Exercise instructions:
Identify each line in the records below that contains the word "surface", and copy it.

Excerpted records:

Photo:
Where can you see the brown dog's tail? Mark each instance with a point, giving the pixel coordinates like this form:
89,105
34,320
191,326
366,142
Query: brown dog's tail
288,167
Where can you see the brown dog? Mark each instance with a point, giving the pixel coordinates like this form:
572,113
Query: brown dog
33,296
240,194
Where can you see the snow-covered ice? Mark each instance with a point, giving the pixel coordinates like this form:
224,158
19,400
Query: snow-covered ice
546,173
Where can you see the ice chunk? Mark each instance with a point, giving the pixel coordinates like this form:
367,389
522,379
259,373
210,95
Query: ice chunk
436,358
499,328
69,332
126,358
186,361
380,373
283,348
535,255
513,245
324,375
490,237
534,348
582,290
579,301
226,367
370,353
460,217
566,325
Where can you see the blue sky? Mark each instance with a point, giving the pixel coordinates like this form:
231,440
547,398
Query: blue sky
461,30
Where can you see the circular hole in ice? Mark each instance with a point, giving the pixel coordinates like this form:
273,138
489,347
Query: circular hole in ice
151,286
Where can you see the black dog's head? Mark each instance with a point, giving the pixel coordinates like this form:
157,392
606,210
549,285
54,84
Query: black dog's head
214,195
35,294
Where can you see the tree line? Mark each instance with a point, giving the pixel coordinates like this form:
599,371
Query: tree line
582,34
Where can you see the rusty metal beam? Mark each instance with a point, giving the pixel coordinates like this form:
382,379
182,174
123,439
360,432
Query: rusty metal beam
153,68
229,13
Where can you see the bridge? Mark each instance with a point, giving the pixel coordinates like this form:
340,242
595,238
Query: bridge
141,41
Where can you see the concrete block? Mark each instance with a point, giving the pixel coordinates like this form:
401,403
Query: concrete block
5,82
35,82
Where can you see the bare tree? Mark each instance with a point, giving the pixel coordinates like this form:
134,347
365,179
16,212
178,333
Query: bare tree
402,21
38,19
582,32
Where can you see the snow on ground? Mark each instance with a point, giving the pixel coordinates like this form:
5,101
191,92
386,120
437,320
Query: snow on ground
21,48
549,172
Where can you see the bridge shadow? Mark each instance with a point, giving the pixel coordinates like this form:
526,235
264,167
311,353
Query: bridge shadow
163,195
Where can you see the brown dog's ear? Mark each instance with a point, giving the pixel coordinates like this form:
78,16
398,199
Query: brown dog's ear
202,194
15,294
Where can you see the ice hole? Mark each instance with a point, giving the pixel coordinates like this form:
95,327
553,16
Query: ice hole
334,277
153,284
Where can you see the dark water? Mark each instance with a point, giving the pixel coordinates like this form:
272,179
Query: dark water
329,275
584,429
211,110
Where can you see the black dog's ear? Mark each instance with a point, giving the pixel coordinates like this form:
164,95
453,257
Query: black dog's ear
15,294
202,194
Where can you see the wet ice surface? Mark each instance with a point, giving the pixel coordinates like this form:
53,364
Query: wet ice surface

Written solution:
Where can you see the wet ice surface? Mark each instance with a point, giving the pixel coordinates like this form:
Query: wet ice surface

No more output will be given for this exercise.